• _GIVEN TEXT_
The statements on these pages were derived from a project to generate a small number of succinct, evidence-based statements that could be used by policymakers and other leaders promoting the importance of quality in pre-K. The theory of change behind the project was the following: If a critical mass of diverse early childhood stakeholders can find common ground on indispensable practices and policies for high-quality pre-K, then policymakers can have more confidence in supporting and promoting these policies that advance high-quality pre-K and stronger teacher practice.

The idea of generating these statements came from five philanthropies with a dedication to improving outcomes for young children: the David and Lucile Packard Foundation, the Bill & Melinda Gates Foundation, the Heising-Simons Foundation, the Buffett Early Childhood Fund, and the George Kaiser Family Foundation. Public dissemination of the project’s result is funded by the David and Lucile Packard Foundation and the Bill & Melinda Gates Foundation. New America, a non-partisan think tank, led the meetings and the dissemination work.

The process started with a series of in-depth interviews and daylong meetings in 2016 that involved more than 30 national leaders in early childhood who had expertise in pre-K. (Pre-K was defined as a learning program for children ages 3 and 4. See more about this definition and others below.) The meetings included internationally recognized researchers, leaders for national membership and advocacy organizations in early childhood, and analysts at research and policy institutes with varying perspectives. To prepare for the meetings, New America enlisted School Readiness Consulting to write a standards and research review that analyzed program standards and quality pre-K frameworks to find common themes among them. Several respected standards and benchmarks documents were incorporated into that review, including the performance standards published by Head Start, the benchmarks used by the National Institute for Early Education Research’s Preschool Yearbook, the 15 Essential Elements that emerged from an analysis published by the Bill & Melinda Gates Foundation, and more. New America published the review in 2017 as Indispensable Policies & Practices for High-Quality Pre-K: A Research and Standards Review.

The meetings crystallized the need to zoom in on and explicitly name teaching and learning as a defining aspect of a quality pre-K experience. Attendees agreed that a pre-K setting cannot be labeled as “quality” and certainly not as “high quality” without an intentional focus on teaching and learning. Yet, too often, policymakers, practitioners, and parents have had to sift through a multitude of interpretations of “high quality” as it relates to pre-K teaching and learning.  

The results of these meetings can be found in the five principles (below). The principles helped the group generate more specifics for indispensable practices and policies.

• _WHAT IS ASKED_
a. Answer these questions from the pre-K project text:
(i) Which organization led the meetings and the dissemination work?
(ii) In what year were the in-depth interviews and daylong meetings held?
(iii) What ages of children did the definition of pre-K cover?
b. Retype, word for word, the part of the pre-K project text that opens with the words containing "The statements on" and closes with "stronger teacher practice.".
The data that comes next has nothing to do with the pre-K project text.

• _DATA BLOCK_
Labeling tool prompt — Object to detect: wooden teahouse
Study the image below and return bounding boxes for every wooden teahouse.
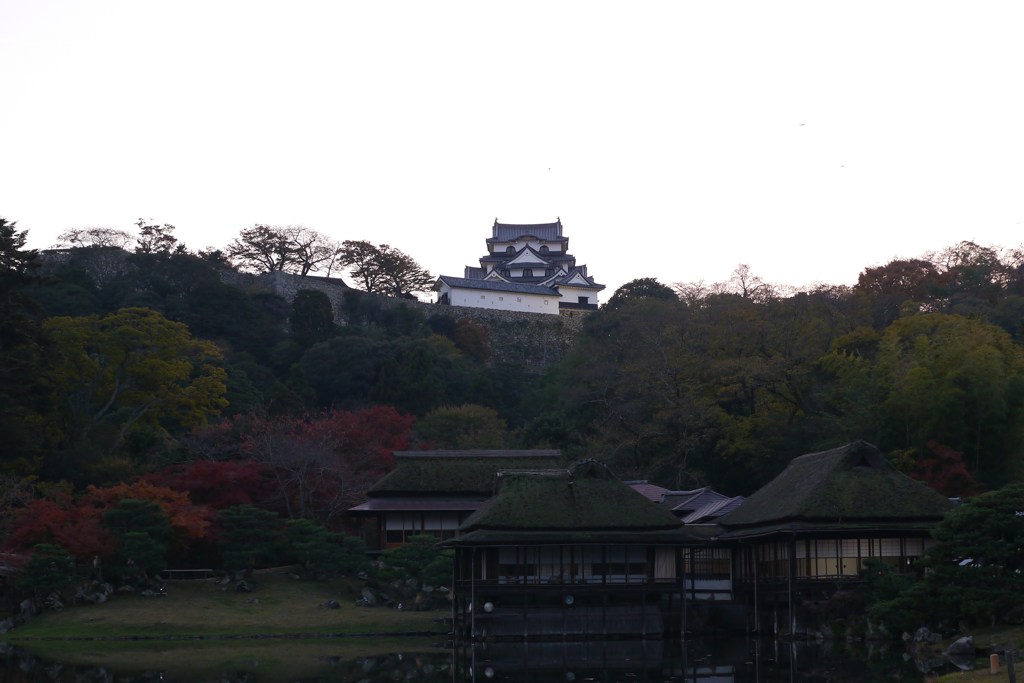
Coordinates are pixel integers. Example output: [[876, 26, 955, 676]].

• _THE RESULTS_
a.
(i) New America
(ii) 2016
(iii) Ages 3 and 4

b.
The statements on these pages were derived from a project to generate a small number of succinct, evidence-based statements that could be used by policymakers and other leaders promoting the importance of quality in pre-K. The theory of change behind the project was the following: If a critical mass of diverse early childhood stakeholders can find common ground on indispensable practices and policies for high-quality pre-K, then policymakers can have more confidence in supporting and promoting these policies that advance high-quality pre-K and stronger teacher practice.